TEXT PASSAGE

I would like to ask which country has solved all the crime against foreign people. I'd like to pack my bags and move in.


Are you being serious or just trying to stir the pot? Facts speak for themselves, every 72 hours a foreigner is murdered in Brazil yet even including accidental deaths only around 30 Brazilians die abroad each year.

Brazilian police are incompetent, underfunded and poorly trained. The Penal Code is a joke and the Judicial System even worse still. Brazil solves somewhere between 5 to 10% of murders and less still result in convictions.

If the truth hurts, I'm sorry... but don't come here with offensive remarks trying to justify this tragedy by asking if any country solves all crimes against tourists. Brazil simply doesn't even try.


I suggest you pack your bags and leave for any country in the civilized western world - mainly actual democracies and (not dictatorships in disguise) such as the USA, Canada, UK, Germany, France, Netherlands etc.

Brazil has enough problems solving crimes against its own citizens let alone foreigners.

In Brazil you are just a number - and god forbid you do not have a mother or father. Fortunately, civilized countries that enforce laws like Canada, USA etc. have no problem investigating, prosecuting and sentencing or frying (in the USA case) its own citizens for crimes against others (foreign or not). Everyone is equal. Is it always like that? No. Corruption exists everywhere. Unfortunately in Brazil corruption has refined into a science.

But the typical response I would expect in Brazil. Please show a but more respect.


wjwoodward :

Despite the fact that a foreign tourist is killed in Brazil every 72 hours nothing is ever done about it, nor ever will be.

That is a very startling statistic James. Perhaps AAA should start publishing it on their materials and travel agents around the world should start telling potential vacationers about it. Perhaps when the tourism actually was impacted by it, action would be taken.

But this is Brazil as we know it. Lazy and lack luster in everything mediocre.

My condolences.

Offensive remarks? Where? A Brazilian young man was shot by the police in London by mistake because they "thought" he was a terrorist. Not even excuses were heard from the "civilized western country".
Of course, as still being developed, Brazil has a long way to solve its problems, and the difference among different regions give the sensation of living in different worlds in the same country.
But, I can tell when someone who hates Brazil is talking...

If I truly hated Brazil I wouldn't live here. I don't like the politics, priorities or politicians destroying the lives of honest, hard working and decent people - citizens and foreigners alike - while benefiting from their reckless self serving agenda. And don't get me wrong - the politicians in the US are the same way - the difference is the people actually can so something about it without fear of reprisal or disappearing. Here it is hopeless.


Nobody condones violent crimes anywhere in the world against either citizens or tourists, but if you're going to complain at least make your remarks CURRENT.

You are bringing up very old news regarding the case of Jean Charles de Menezes killed in London in 2005. Please if you want to dredge up the past perhaps we could do the same here. The list would be endless and maybe we could cry over the pitifully handled case of American missionary Dorothy Stang that still hasn't been resolved by your government because as we all know the World Cup and 2016 Olympics are much more important than JUSTICE.

PROBLEMS TO SOLVE
A. List the countries that the forum thread names as examples of "the civilized western world."
B. According to the forum thread, how often is a foreigner murdered in Brazil?
C. Continue the forum thread on crime against foreigners in Brazil, starting after its last sentence.
The listing has no connection to the forum thread.

DATASET EXTRACT
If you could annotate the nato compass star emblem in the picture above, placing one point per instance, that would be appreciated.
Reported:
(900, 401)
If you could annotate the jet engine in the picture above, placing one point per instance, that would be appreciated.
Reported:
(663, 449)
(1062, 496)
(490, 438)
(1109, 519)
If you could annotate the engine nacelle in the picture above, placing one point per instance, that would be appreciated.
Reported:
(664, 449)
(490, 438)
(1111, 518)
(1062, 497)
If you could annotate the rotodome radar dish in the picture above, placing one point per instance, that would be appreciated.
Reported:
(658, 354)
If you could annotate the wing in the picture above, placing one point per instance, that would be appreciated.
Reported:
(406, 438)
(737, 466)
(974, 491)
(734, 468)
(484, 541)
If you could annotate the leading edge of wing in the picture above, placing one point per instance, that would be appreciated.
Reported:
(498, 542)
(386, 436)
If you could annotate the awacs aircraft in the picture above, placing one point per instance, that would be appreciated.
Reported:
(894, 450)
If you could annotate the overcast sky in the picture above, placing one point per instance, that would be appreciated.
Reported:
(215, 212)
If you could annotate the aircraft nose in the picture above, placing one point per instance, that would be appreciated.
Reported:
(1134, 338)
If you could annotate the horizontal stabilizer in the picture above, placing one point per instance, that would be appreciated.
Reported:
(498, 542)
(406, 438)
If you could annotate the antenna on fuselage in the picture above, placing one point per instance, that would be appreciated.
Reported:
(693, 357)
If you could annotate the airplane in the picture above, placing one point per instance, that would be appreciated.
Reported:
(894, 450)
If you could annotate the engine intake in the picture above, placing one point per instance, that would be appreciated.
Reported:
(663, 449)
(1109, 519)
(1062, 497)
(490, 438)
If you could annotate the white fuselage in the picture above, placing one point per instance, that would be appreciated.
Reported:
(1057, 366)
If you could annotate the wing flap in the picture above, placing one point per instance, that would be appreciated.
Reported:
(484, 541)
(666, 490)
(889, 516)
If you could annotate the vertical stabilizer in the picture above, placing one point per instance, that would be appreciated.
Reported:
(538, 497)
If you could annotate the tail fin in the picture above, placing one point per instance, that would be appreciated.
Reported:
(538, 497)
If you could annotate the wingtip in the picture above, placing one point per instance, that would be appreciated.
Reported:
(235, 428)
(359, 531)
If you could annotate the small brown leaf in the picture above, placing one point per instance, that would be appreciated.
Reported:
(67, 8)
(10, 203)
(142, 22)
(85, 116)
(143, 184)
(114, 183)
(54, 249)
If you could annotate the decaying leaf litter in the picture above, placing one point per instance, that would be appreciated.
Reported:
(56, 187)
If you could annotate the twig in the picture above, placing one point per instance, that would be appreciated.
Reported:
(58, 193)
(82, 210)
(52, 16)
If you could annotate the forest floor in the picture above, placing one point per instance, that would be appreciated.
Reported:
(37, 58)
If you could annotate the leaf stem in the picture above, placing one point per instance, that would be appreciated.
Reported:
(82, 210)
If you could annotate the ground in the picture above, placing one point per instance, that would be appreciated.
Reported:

ANSWERS PER TASK
A. USA, Canada, UK, Germany, France, Netherlands

B. Every 72 hours.

C.
The fact remains that while a tourist is murdered in Brazil on average every 72 hours and little if anything is ever done about it, even if you count accidental deaths there are only about 30 Brazilians who are killed while abroad (worldwide) each year. Don't get me started, because I'll post a list of names of victims that will take up pages.

As far as your completely misinformed comment about being able to tell when somebody who hates Brazil is talking, I'll just write that off to the fact that you just joined and haven't even bothered to read any of the thousands of my postings or find out how many hundreds of people I've helped with information about Brazil.

Perhaps we should assume that since you just joined and your only forum postings are about this incident you are simply a TROLL and joined just to comment on this issue only. At least that's certainly the way it would appear. (Equally a fair comment in view of your comment, don't you think?)

You're just like your government, if it happens here in Brazil it doesn't matter.... but, let one Brazilian die abroad you never forget it and it's nothing but mimimimimi and bla, bla, bla forever after. Give us a break.

Vai chorar num outro lugar, por favor.

American Missionary Dorothy Stang, murdered in Anapu 2005

André Costa Ramos Bordalo, 19, a Portuguese tourist murdered in Rio in August 2006.

Canadian Boxing Champion Arturo Gatti, murdered in Brazil in 2009.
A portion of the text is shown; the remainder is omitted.